Stated problem
Express each line of the entries below as a JSON list of strings, with one string per line and blank lines omitted.

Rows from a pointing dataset
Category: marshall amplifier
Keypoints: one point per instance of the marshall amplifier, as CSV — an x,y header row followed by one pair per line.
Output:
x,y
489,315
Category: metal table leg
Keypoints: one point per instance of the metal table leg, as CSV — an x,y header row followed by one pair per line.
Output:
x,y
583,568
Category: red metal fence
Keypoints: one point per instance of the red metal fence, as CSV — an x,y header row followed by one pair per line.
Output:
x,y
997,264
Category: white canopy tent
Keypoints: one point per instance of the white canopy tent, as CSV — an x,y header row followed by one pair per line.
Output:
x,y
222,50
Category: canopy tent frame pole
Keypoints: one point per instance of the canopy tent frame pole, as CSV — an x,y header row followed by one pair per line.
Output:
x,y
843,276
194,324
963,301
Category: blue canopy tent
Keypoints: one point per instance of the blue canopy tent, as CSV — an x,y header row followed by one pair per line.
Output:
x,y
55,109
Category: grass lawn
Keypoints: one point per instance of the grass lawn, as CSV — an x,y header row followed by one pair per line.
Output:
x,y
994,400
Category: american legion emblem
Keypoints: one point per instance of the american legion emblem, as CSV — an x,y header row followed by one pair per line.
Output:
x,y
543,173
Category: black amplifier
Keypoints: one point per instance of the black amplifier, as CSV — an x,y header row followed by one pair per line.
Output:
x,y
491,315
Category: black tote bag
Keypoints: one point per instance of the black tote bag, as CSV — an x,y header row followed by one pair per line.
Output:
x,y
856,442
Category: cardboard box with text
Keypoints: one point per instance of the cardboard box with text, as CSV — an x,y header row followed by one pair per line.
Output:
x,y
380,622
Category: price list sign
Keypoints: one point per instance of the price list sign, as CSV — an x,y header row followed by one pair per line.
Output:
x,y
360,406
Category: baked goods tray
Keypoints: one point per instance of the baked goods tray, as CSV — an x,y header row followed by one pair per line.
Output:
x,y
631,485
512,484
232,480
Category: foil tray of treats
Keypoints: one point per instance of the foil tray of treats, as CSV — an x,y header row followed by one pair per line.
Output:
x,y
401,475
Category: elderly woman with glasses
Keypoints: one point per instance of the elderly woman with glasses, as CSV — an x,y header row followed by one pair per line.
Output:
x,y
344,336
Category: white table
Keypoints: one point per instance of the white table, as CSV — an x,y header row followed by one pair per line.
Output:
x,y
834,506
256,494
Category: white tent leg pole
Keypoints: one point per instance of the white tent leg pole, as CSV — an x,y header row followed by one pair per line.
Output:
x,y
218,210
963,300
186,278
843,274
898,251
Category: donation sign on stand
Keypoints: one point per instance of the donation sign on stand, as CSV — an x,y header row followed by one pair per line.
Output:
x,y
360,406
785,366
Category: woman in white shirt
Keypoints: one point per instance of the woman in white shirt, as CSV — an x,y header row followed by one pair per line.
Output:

Correct result
[
  "Category: marshall amplifier",
  "Keypoints: one point per instance of the marshall amplifier, as CSV — an x,y header row followed by one pair per line.",
  "Output:",
  "x,y",
  "489,315",
  "Category: metal table leg",
  "Keypoints: one point per instance of the metal table leg, as CSV — an x,y header row followed by one pair per line.",
  "Output:",
  "x,y",
  "583,568",
  "Category: red metal fence",
  "Keypoints: one point per instance of the red metal fence, as CSV — an x,y header row followed by one pair per line.",
  "Output:",
  "x,y",
  "997,264",
  "Category: white canopy tent",
  "Keypoints: one point per instance of the white canopy tent, as CSV — an x,y header row followed by one pair per line.",
  "Output:",
  "x,y",
  "222,50",
  "Category: canopy tent frame pole",
  "Keypoints: one point per instance of the canopy tent frame pole, as CSV — an x,y header row followed by one pair per line.",
  "Output:",
  "x,y",
  "843,276",
  "194,324",
  "963,301",
  "Category: blue canopy tent",
  "Keypoints: one point per instance of the blue canopy tent, as CSV — an x,y header row followed by one pair per line.",
  "Output:",
  "x,y",
  "55,109",
  "Category: grass lawn",
  "Keypoints: one point per instance of the grass lawn, as CSV — an x,y header row followed by one pair per line.",
  "Output:",
  "x,y",
  "994,400",
  "Category: american legion emblem",
  "Keypoints: one point per instance of the american legion emblem, as CSV — an x,y header row followed by one pair per line.",
  "Output:",
  "x,y",
  "543,173",
  "Category: black amplifier",
  "Keypoints: one point per instance of the black amplifier, as CSV — an x,y header row followed by one pair per line.",
  "Output:",
  "x,y",
  "491,315",
  "Category: black tote bag",
  "Keypoints: one point per instance of the black tote bag, as CSV — an x,y header row followed by one pair per line.",
  "Output:",
  "x,y",
  "856,442",
  "Category: cardboard box with text",
  "Keypoints: one point per instance of the cardboard box with text, as CSV — an x,y header row followed by one pair per line.",
  "Output:",
  "x,y",
  "380,622",
  "Category: price list sign",
  "Keypoints: one point per instance of the price list sign, as CSV — an x,y header row followed by one pair per line.",
  "Output:",
  "x,y",
  "360,406",
  "Category: baked goods tray",
  "Keypoints: one point per instance of the baked goods tray, as CSV — an x,y header row followed by one pair per line.",
  "Output:",
  "x,y",
  "631,485",
  "512,484",
  "232,480",
  "Category: foil tray of treats",
  "Keypoints: one point per instance of the foil tray of treats, as CSV — an x,y header row followed by one pair per line.",
  "Output:",
  "x,y",
  "401,475",
  "Category: elderly woman with glasses",
  "Keypoints: one point per instance of the elderly woman with glasses, as CSV — an x,y header row followed by one pair per line.",
  "Output:",
  "x,y",
  "344,336",
  "Category: white table",
  "Keypoints: one point per instance of the white table, as CSV — an x,y header row followed by one pair per line.",
  "Output:",
  "x,y",
  "834,506",
  "256,494",
  "Category: white tent leg pole",
  "Keypoints: one point per instance of the white tent leg pole, as CSV — an x,y header row followed by one pair per line.",
  "Output:",
  "x,y",
  "218,210",
  "963,300",
  "186,278",
  "843,274",
  "898,251",
  "Category: donation sign on stand",
  "Keypoints: one point per instance of the donation sign on stand, as CSV — an x,y header row followed by one pair per line.",
  "Output:",
  "x,y",
  "360,406",
  "785,366",
  "Category: woman in white shirt",
  "Keypoints: one point per instance of the woman in white shirt, as CSV — an x,y header row followed by one pair per line.",
  "Output:"
]